• Exercise passage
_ _ _ _ _ _ _

Wednesday, October 17, 2007

UNCANNY X-MEN #290 – July 1992



Frayed
Credits: Scott Lobdell (writer), Whilce Portacio (pencils), Scott Williams (inks), L. Lois Buhalis (letters), Kevin Tinsley (colors)


Summary
Iceman and Hiro fight the Cyburai while his parents escape. When Iceman leaves to get Opal to safety, Hiro activates the self-destruct sequence in his armor and apparently kills himself and the Cyburai. Meanwhile, Mikhail Rasputin, now suffering from intense headaches, uses his powers to transform a clumsy pizza boy into a tree. Forge interrupts a confrontation between Mystique and Bishop and realizes that Mystique is growing insane. He retracts his proposal to Storm and leaves with Mystique. As he leaves, Storm says that she was going to accept his proposal.


Review
Another messy issue. I don’t even know where to start. The Iceman plot is sequel to an X-Factor storyline I’ve never read. There’s no effort to clearly introduce the Cyburai at all, or explain their connection to Opal. From what I can pick up, they’re related to Opal, they blame Iceman for breaking up their family for some reason, and they want to kill his parents as retaliation (I should point out that Iceman’s parents leave on the very first page and these guys don’t seem to notice). This Hiro character is also a member, I think, but he’s protecting Iceman’s family from them. Opal is also his cousin and he’s apparently in love with her. Hiro then blows himself up, because of “honor”. How much of this makes any sense? And who on Earth thought it was a good idea to attach all of this cybernetic ninja crap to Opal, who was introduced as an average, frumpy girl who fell for a superhero?

_ _ _ _ _ _ _

(Source records)
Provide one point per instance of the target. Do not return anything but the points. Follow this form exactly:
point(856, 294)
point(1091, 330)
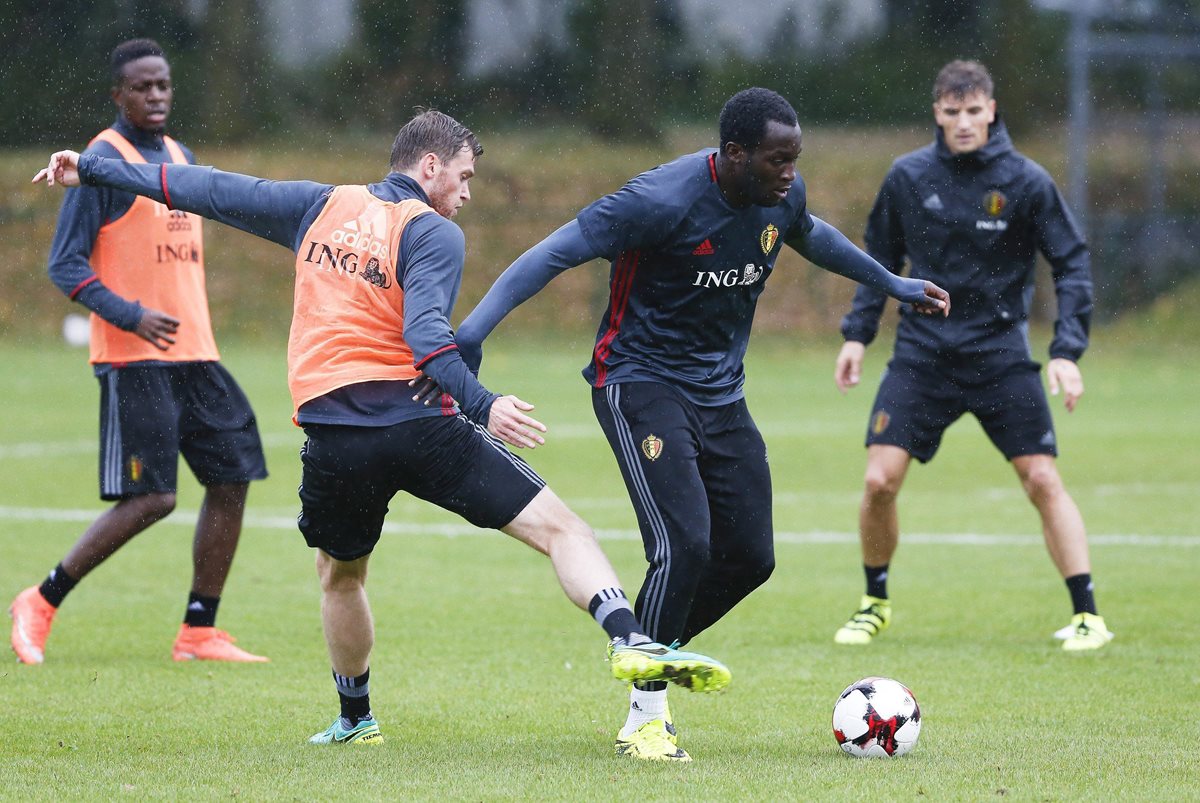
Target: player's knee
point(339, 576)
point(1042, 483)
point(154, 507)
point(881, 486)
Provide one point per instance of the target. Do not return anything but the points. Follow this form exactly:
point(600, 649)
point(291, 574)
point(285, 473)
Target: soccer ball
point(876, 718)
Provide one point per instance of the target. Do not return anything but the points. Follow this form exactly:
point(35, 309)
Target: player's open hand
point(849, 369)
point(509, 423)
point(425, 389)
point(1065, 375)
point(157, 328)
point(933, 301)
point(64, 169)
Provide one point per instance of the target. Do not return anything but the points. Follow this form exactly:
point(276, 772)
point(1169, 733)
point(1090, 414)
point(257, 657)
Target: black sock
point(57, 586)
point(611, 609)
point(202, 611)
point(876, 581)
point(353, 694)
point(1081, 597)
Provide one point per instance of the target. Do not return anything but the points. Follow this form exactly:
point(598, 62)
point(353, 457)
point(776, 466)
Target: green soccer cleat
point(365, 731)
point(655, 661)
point(652, 742)
point(874, 616)
point(1090, 633)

_ _ _ _ _ _ _

• How to complete this task
Retype the full review of Uncanny X-Men #290 word for word. These records were drawn from a different source.

• Output for this task
Wednesday, October 17, 2007

UNCANNY X-MEN #290 – July 1992



Frayed
Credits: Scott Lobdell (writer), Whilce Portacio (pencils), Scott Williams (inks), L. Lois Buhalis (letters), Kevin Tinsley (colors)


Summary
Iceman and Hiro fight the Cyburai while his parents escape. When Iceman leaves to get Opal to safety, Hiro activates the self-destruct sequence in his armor and apparently kills himself and the Cyburai. Meanwhile, Mikhail Rasputin, now suffering from intense headaches, uses his powers to transform a clumsy pizza boy into a tree. Forge interrupts a confrontation between Mystique and Bishop and realizes that Mystique is growing insane. He retracts his proposal to Storm and leaves with Mystique. As he leaves, Storm says that she was going to accept his proposal.


Review
Another messy issue. I don’t even know where to start. The Iceman plot is sequel to an X-Factor storyline I’ve never read. There’s no effort to clearly introduce the Cyburai at all, or explain their connection to Opal. From what I can pick up, they’re related to Opal, they blame Iceman for breaking up their family for some reason, and they want to kill his parents as retaliation (I should point out that Iceman’s parents leave on the very first page and these guys don’t seem to notice). This Hiro character is also a member, I think, but he’s protecting Iceman’s family from them. Opal is also his cousin and he’s apparently in love with her. Hiro then blows himself up, because of “honor”. How much of this makes any sense? And who on Earth thought it was a good idea to attach all of this cybernetic ninja crap to Opal, who was introduced as an average, frumpy girl who fell for a superhero?